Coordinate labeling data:

+-------+

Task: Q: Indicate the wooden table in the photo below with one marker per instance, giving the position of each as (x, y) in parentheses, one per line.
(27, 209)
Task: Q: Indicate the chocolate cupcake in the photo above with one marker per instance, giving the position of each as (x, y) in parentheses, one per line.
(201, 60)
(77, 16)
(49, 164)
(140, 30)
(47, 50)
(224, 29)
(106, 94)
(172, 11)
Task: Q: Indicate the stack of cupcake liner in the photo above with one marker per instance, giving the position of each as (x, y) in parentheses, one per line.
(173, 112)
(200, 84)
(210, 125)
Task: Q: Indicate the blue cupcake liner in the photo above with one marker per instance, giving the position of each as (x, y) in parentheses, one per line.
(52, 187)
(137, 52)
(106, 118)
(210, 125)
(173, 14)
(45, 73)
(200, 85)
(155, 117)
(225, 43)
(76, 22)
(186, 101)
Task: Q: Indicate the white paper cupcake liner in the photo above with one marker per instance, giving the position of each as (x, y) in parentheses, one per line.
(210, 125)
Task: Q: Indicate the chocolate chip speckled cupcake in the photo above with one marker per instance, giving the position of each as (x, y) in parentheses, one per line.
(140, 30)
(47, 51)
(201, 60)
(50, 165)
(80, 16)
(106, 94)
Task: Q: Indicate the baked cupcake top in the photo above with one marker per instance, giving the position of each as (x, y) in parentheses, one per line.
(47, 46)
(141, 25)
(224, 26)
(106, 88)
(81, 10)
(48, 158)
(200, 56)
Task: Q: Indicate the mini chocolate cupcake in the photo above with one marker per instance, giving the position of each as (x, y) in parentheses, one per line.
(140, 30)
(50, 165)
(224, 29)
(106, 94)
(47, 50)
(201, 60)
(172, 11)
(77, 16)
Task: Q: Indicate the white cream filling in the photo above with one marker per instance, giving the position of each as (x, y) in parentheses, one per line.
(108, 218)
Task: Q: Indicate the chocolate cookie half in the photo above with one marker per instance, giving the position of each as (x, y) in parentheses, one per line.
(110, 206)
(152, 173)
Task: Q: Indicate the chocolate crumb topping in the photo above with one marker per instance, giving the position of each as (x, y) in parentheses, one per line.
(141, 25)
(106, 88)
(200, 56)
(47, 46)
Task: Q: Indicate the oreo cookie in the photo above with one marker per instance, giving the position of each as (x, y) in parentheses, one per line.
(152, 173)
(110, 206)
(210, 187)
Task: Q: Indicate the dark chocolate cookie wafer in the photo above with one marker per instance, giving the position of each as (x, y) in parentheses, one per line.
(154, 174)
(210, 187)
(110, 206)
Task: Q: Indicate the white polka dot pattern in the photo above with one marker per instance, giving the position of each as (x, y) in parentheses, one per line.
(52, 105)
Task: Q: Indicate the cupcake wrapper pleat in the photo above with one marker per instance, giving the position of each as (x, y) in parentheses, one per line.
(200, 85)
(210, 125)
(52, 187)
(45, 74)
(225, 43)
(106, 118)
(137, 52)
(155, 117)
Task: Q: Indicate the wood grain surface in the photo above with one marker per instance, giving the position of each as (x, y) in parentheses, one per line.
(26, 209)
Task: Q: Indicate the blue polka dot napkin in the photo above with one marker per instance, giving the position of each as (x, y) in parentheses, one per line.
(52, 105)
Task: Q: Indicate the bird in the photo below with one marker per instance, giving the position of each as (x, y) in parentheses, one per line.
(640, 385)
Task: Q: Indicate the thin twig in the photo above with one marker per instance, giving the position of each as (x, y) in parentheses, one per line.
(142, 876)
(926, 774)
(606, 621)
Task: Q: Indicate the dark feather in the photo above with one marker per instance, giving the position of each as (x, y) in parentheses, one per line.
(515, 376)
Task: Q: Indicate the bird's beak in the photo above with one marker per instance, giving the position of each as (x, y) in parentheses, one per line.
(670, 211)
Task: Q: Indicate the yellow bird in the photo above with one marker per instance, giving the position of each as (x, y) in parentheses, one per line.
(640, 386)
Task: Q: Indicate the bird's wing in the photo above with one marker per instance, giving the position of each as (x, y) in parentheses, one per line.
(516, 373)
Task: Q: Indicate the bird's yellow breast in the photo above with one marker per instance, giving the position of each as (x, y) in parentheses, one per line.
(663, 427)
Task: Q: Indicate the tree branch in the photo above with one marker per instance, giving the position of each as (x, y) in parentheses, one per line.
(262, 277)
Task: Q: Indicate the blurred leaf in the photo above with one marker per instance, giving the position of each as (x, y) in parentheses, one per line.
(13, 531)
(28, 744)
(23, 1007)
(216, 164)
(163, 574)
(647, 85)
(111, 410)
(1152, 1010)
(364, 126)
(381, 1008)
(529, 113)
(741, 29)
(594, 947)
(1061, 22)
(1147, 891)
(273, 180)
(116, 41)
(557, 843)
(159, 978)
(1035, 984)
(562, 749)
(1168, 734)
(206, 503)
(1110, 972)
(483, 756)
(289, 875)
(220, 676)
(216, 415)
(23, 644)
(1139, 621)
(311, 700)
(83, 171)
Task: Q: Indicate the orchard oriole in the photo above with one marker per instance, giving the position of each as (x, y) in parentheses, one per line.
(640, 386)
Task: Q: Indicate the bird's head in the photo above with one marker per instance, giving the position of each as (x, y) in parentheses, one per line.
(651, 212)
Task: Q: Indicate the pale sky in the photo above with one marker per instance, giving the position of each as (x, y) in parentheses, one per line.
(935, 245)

+-------+

Print all of the records above again, line for line, with nothing changed.

Task: Q: Indicate the wooden table in the photo below with one marker per instance, giving the position of each as (x, y) in parentheses, one per line.
(27, 209)
Task: Q: Indicate the chocolate cupcake in the photo above with one marker per instance, giving the position of each as (x, y) in parentheses, one per line.
(201, 60)
(77, 16)
(49, 164)
(140, 30)
(47, 50)
(224, 29)
(106, 94)
(172, 11)
Task: Q: Indicate the stack of cupcake liner in the photo above with one marker per instance, giving the position of each as (x, y) in parentheses, one per line.
(173, 112)
(200, 84)
(210, 125)
Task: Q: Indicate the blue cupcake liner in the photo above with one marker per instance, giving the position of each as (x, y) in parentheses, one per line.
(52, 187)
(137, 52)
(106, 118)
(210, 125)
(173, 14)
(45, 73)
(200, 85)
(155, 117)
(225, 43)
(76, 22)
(186, 101)
Task: Q: Indicate the white paper cupcake liner in the photo above with one marker per instance, giving the position of each as (x, y) in parentheses, one per line.
(210, 125)
Task: Q: Indicate the chocolate chip speckled cupcake in the photo above with one marker per instance, giving the position of each as (x, y) in parentheses, one per line.
(140, 30)
(47, 51)
(201, 60)
(50, 165)
(80, 16)
(106, 94)
Task: Q: Indicate the baked cupcake top in the photo above with one marker per instance, giving the position of each as (x, y) in parentheses, one per line.
(47, 46)
(141, 25)
(224, 26)
(106, 88)
(81, 10)
(48, 158)
(200, 56)
Task: Q: Indicate the mini chocolate cupcake in the photo above with one marker per instance, giving the position of each as (x, y) in parentheses, one per line.
(140, 30)
(50, 165)
(224, 29)
(106, 94)
(47, 50)
(201, 60)
(172, 11)
(77, 16)
Task: Q: Indicate the white cream filling in the photo above with one marker per instance, giving the position of each as (x, y) in parentheses, one per line.
(108, 218)
Task: Q: Indicate the chocolate cookie half in the photo above with one marker per instance, giving the position of each as (x, y) in parentheses, one per line.
(110, 206)
(152, 173)
Task: Q: Indicate the chocolate crumb topping in the photo above with one marker per instance, giving the position of each as (x, y) in parentheses, one per line.
(141, 25)
(106, 88)
(200, 56)
(47, 46)
Task: Q: Indicate the oreo cookie in the photo above with one marker per instance, giving the position of each as (x, y) in parentheses, one per line.
(152, 173)
(110, 206)
(210, 187)
Task: Q: Indicate the dark chocolate cookie wafer in the photo above with one marker per instance, giving the position of each as (x, y) in parentheses, one per line.
(154, 174)
(210, 187)
(110, 206)
Task: Q: Indicate the white polka dot pattern in the photo above with one marker per instance, giving the position of each as (x, y) in parentheses, one per line.
(52, 105)
Task: Q: Indicate the cupcake wrapper pleat in the photo above with one marker per instance, giving the position of each as (x, y) in parentheses, one per line.
(200, 85)
(210, 125)
(52, 187)
(45, 74)
(225, 43)
(106, 118)
(137, 52)
(155, 117)
Task: Q: Indicate the wood grain surface in the photo above with one marker per instance, giving the position of each as (x, y) in parentheses, one per line.
(26, 209)
Task: Q: Indicate the blue polka dot napkin in the photo above with one marker per instance, giving the position of each as (x, y) in parentheses, one per line.
(52, 105)
Task: Q: Indicate the bird in the photo below with one marker per instance, giving the position of each as (x, y) in parentheses, one per line.
(640, 385)
Task: Q: Indicate the thin twig in the photo above with one marker per instance, giving the position of each as (x, y) in parentheses, one per line.
(142, 876)
(926, 774)
(606, 621)
Task: Q: Indicate the dark feather in the photo above with one marker per instance, giving the position of each as (x, y) in parentheses, one per line.
(515, 376)
Task: Q: Indicate the bird's beak in the photo above with one marker per instance, giving the position of each as (x, y) in parentheses, one per line.
(670, 211)
Task: Q: Indicate the yellow bird in the photo above with one marker per instance, giving the position of each as (x, y) in parentheses, one per line.
(640, 386)
Task: Q: Indicate the bird's wing in the photo above with one marker per instance, giving the position of each as (x, y) in parentheses, one per line.
(516, 373)
Task: Q: Indicate the bird's yellow breast in the photo above with one marker per instance, giving the position of each as (x, y) in parentheses, one per line.
(663, 427)
Task: Q: Indicate the tree branch in the photo above with one marker per instance, giving the position of each as (x, y) in parentheses, one per line.
(262, 277)
Task: Q: Indicate the blurred leaf in the photo above with one marker per instance, giving the position of each as (x, y) in parentheses, one per line.
(13, 531)
(28, 744)
(23, 1007)
(216, 164)
(163, 574)
(647, 85)
(111, 410)
(1152, 1010)
(364, 126)
(381, 1008)
(529, 113)
(741, 29)
(594, 947)
(1061, 22)
(1147, 891)
(273, 180)
(116, 41)
(557, 843)
(159, 978)
(1035, 984)
(562, 749)
(1168, 734)
(206, 503)
(1110, 972)
(483, 756)
(289, 875)
(220, 676)
(216, 415)
(23, 644)
(1139, 621)
(311, 700)
(83, 171)
Task: Q: Indicate the orchard oriole in the photo above with one marker per instance, giving the position of each as (x, y) in parentheses, one per line.
(640, 386)
Task: Q: Indicate the bird's head in the photo above with one marker per instance, giving the position of each as (x, y) in parentheses, one per line.
(651, 212)
Task: Q: Indicate the pale sky in the photo above with one marker per instance, giving the position of each as (x, y) in parentheses, one per line.
(935, 245)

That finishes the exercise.